:: Extracted text ::
┄┄┄┄┄┄┄┄┄┄
Buying illiquid mortgage-backed securities from financial firms might make sense - if the institutions are forced to include equity positions or stock options as part of a package deal.
Sopranos Translation: if we're going to bail these crooks out, at least let's get a piece of their action.
The reaction to the (meagre) details of the Bush Bailout Plan has been swift, and almost universally negative, with a rare bipartisan concensus emerging that making Uncle Sam an unrestrained Garbage Collector of Last Resort simply ensures taxpayers will be royally screwed (see Vyan's scary post on this).
But there is one relatively straightforward alternative to the U.S. simply purchasing toxic assets (or actually taking over the institutions that own them a la AIG) - requiring companies that want the Treasury to purchase their illiquid portfolios to include equity positions or stock options as part of a package deal.
No one right now has any clear idea what the mortgage-backed securities involved are worth. It's obvious, though, that the companies involved want to unload them at their own marked-down book price, at worst, as opposed to a much lower market price. The likelihood under the Paulson plan, even with a reverse auction, is that the government will pay way too much for something nobody wants - the insider institutions involved will simply collude to keep prices higher than they would be in a fair and genuinely open market.
┄┄┄┄┄┄┄┄┄┄
:: Provided material ::
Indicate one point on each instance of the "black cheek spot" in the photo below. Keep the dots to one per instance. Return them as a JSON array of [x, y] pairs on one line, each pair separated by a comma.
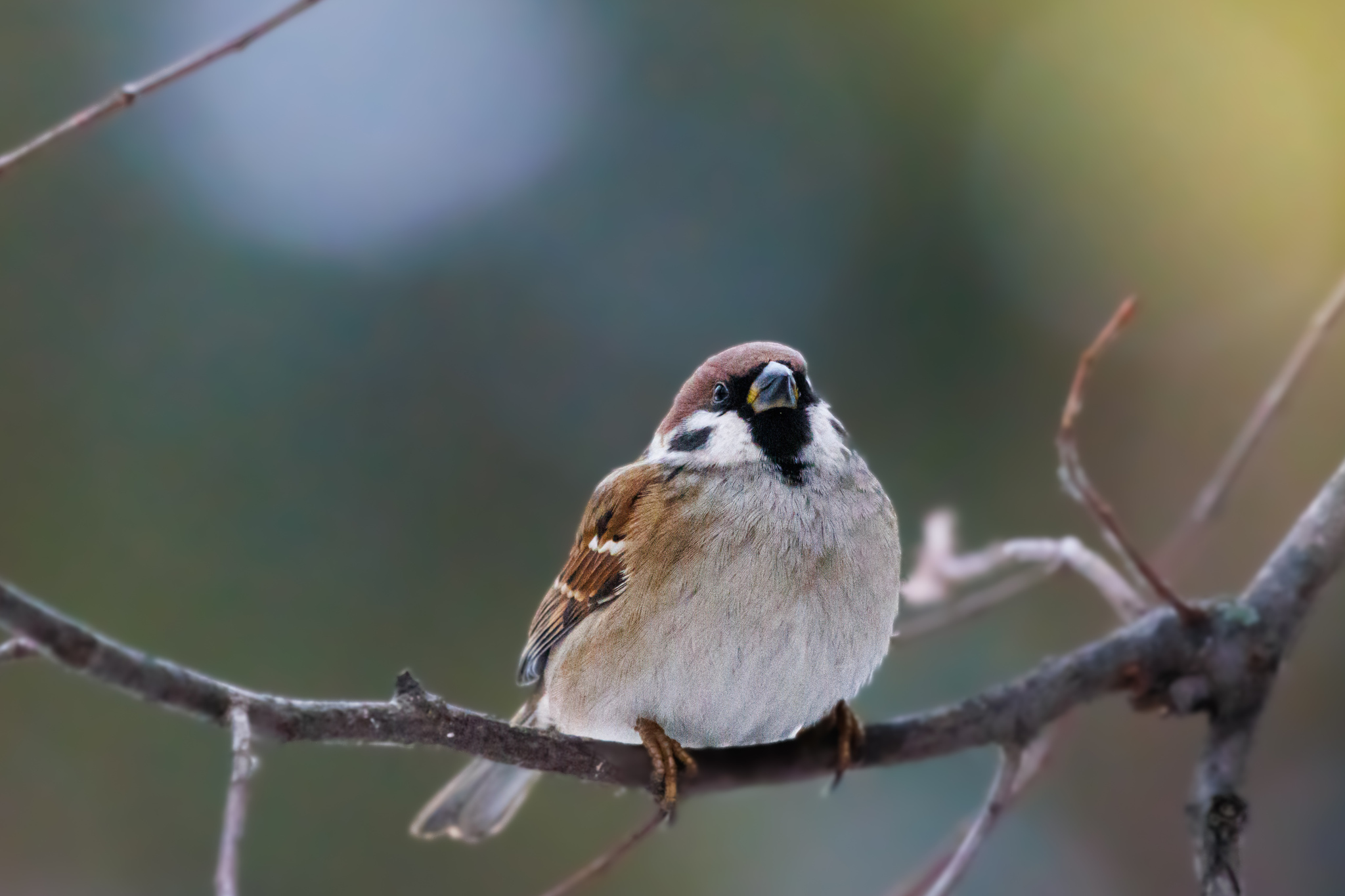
[[690, 441]]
┄┄┄┄┄┄┄┄┄┄
:: Exercise set ::
1. From the text on the bailout plan, reproduce the passage from "Buying illiquid mortgage-backed" up to and including "of their action.".
2. According to the text on the bailout plan, why is the government likely to pay too much for the securities under the Paulson plan, even with a reverse auction?

:: Answers for the exercise ::
1.
Buying illiquid mortgage-backed securities from financial firms might make sense - if the institutions are forced to include equity positions or stock options as part of a package deal.
Sopranos Translation: if we're going to bail these crooks out, at least let's get a piece of their action.

2. The insider institutions involved will collude to keep prices higher than they would be in a fair and genuinely open market. The companies want to unload the securities at their own marked-down book price at worst, rather than at a much lower market price.